Passage |

Considering that the gut microbial biomass carries indisputable benefits and potential aggressiveness, the immune system must discriminate ‘useful’ antigens (i.e., food and commensals) from pathogens or potentially pathogens (pathobionts) to induce tolerance or activation of the immune response, respectively. Since the intestinal epithelium is a front designed to repel pathogens, the host must rely on non specific host-defense mechanisms for barriers of innate immunity (anatomic, physiologic, phagocytic/endocytic and inflammatory). The physical barrier comprises an outer layer of mucus colonized by microorganisms and an inner layer reinforced by inter-epithelial junctions (occluding, communicating, and adherent or anchoring). In the outer layer, the communication process between bacteria (quorum sensing) induces biofilm formation, the production of secondary metabolites, and a bacterial competition system in both Gram-positive and -negative bacteria
[14].
The biochemical barrier is provided by secretory IgAs (sIgA) and antimicrobial peptides (AMPs), such as α-defensins, bacteriocins, lysozymes, Reg3 proteins, and C-type lectins
[15]. Among these, the role of Reg3 proteins in limiting tissue damage and optimizing the related repair processes has recently aroused scientific interest. Recent evidence shows that their function in the intestine is not relegated exclusively to mucosal protection against pathogens, and instead they also induce an advantageous increase in lactobacilli and a reduction in bacterial translocation responsible for inflammation
[16].
Molecular profiles associated with commensals or pathogens, respectively, MAMPs (microbe-associated molecular patterns) and PAMPs, are molecular combinations that are phylogenetically conserved in the microbial galaxy but not expressed by the host cells and must therefore be sampled regularly by the immune system. Damage-associated molecular patterns (DAMPs) are also recognized and processed in order to obtain a sense of what is happening in the gut habitat. The recognition of these molecular patterns is delegated to transmembrane and intracytoplasmic PRRs. Among these, the Toll-like receptors (TLRs) should be mentioned for their high functional value. TLRs are strategically distributed on epithelial cells and antigen-presenting cells (APCs), such as dendritic cells, B lymphocytes, macrophages, and monocytes. Toll-like receptors are responsible for the recognition of a wide variety of molecules expressed by pathogens but not by host cells (Table 2).

Items excerpted from a collection |

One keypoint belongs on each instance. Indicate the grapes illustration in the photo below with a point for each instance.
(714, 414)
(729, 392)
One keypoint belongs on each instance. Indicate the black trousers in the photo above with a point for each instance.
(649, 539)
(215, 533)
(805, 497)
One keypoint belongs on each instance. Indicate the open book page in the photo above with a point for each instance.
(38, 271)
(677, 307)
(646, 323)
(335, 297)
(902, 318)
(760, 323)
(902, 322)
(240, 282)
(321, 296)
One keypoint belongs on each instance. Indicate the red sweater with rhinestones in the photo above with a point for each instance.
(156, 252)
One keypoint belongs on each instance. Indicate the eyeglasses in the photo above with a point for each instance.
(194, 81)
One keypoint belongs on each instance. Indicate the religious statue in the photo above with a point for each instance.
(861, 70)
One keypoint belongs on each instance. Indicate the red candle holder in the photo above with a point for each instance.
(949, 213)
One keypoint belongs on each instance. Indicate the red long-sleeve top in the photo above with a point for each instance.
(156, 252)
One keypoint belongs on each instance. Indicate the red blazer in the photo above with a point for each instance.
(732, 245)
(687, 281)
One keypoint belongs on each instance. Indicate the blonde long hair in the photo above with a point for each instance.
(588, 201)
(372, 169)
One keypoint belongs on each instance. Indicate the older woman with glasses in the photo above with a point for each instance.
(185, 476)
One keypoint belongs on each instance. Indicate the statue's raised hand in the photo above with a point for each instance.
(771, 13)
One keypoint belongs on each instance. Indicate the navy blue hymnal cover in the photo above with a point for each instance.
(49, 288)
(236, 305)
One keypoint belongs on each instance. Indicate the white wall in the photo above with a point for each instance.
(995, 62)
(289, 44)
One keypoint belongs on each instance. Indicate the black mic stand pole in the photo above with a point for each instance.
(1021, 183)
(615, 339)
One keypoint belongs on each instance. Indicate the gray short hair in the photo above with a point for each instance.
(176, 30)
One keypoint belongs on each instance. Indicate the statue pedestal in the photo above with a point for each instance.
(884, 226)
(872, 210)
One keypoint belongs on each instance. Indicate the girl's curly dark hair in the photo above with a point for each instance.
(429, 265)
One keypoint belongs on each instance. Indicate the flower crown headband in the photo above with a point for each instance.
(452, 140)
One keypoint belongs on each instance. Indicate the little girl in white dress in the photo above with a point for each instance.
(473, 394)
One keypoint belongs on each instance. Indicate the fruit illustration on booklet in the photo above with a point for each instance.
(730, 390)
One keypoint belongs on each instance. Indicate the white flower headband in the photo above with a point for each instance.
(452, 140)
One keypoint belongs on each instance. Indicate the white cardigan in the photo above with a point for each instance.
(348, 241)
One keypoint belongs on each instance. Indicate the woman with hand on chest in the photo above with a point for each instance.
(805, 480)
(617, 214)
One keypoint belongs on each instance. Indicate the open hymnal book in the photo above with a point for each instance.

Exercises to complete |
1. Using the gut barrier passage, decide whether each statement agrees with it: (a) the inner layer of mucus is the one colonized by microorganisms; (b) Toll-like receptors are found on both epithelial cells and antigen-presenting cells; (c) Reg3 proteins act in the intestine only to protect the mucosa against pathogens. For each, answer yes or no and quote the deciding words.
2. According to the gut barrier passage, what provides the biochemical barrier?
3. List every antimicrobial peptide that the gut barrier passage names as an example.

Numbered answers |
1.
(a) No: "an outer layer of mucus colonized by microorganisms and an inner layer reinforced by inter-epithelial junctions"
(b) Yes: "TLRs are strategically distributed on epithelial cells and antigen-presenting cells (APCs)"
(c) No: "their function in the intestine is not relegated exclusively to mucosal protection against pathogens"

2. Secretory IgAs (sIgA) and antimicrobial peptides (AMPs).

3. α-defensins, bacteriocins, lysozymes, Reg3 proteins, C-type lectins